▸ **Task set**:
A) According to the news report on the police raid in San Salvador Atenco, what were the peasants armed with? List every item.
B) Retype the passage of the Atenco news report starting at "By mid-day, six" and ending at "lasted several days.".

Scores of police clad in body armor sweeping into the fractious farming town of San Salvador Atenco, 15 miles north of Mexico City, and hauling off bleeding protesters amid peasants armed with sticks, machetes and Molotov cocktails.
Violence exploded in the area on Wednesday when police tried to evict unlicensed flower traders from a market. A 14-year-old boy was killed in the riots, whose televised images raised concerns of stability in a presidential year.
Squads of police went house to house on Thursday, scaling concrete walls in search of missing officers and militant leaders, and hustling out bloodied prisoners to waiting pickup trucks. The acrid smell of tear gas hung in the air.
"The only objective was to restore the rule of law," senior security official Wilfrido Robles said at a news conference in the town hall, until recently occupied by the rioters.
By mid-day, six state and federal police officers were still unaccounted for after having been taken hostage the day before. Protesters released other police officers on Wednesday night in exchange for arrested comrades.
It was the first time state and federal police had entered the town since machete-toting protectors blocked President Vicente Fox's plan to build a new airport there five years ago with a standoff that lasted several days.
San Salvador Atenco ousted its mayor and has been under a form of self-rule since then, with local leaders trying to spread the system to neighboring villages.
PRE-ELECTION VIOLENCE
The airport defeat and the subsequent failure to bring the area totally under government control have been held up by rival politicians as an example of Fox's supposed weakness in dealing with conflicts.
Dozens were arrested on Thursday as police moved into the town, including a German and two Spanish women who authorities said would be deported.
The riot was the latest outbreak of violence in the run-up to the July 2 elections. A surge in drug-gang bloodshed has spread to beach resorts like Acapulco and two people were killed in April when armed police tried to break up a steelworkers strike.
The storming of the town was led by state police under the control of Mexico's main opposition Institutional Revolutionary Party, PRI.

▸ **Raw data**:
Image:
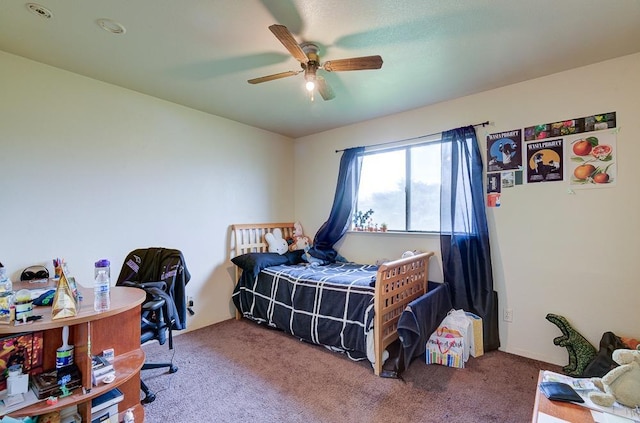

▸ **Solutions to each task**:
A) Sticks, machetes, and Molotov cocktails.

B)
By mid-day, six state and federal police officers were still unaccounted for after having been taken hostage the day before. Protesters released other police officers on Wednesday night in exchange for arrested comrades.
It was the first time state and federal police had entered the town since machete-toting protectors blocked President Vicente Fox's plan to build a new airport there five years ago with a standoff that lasted several days.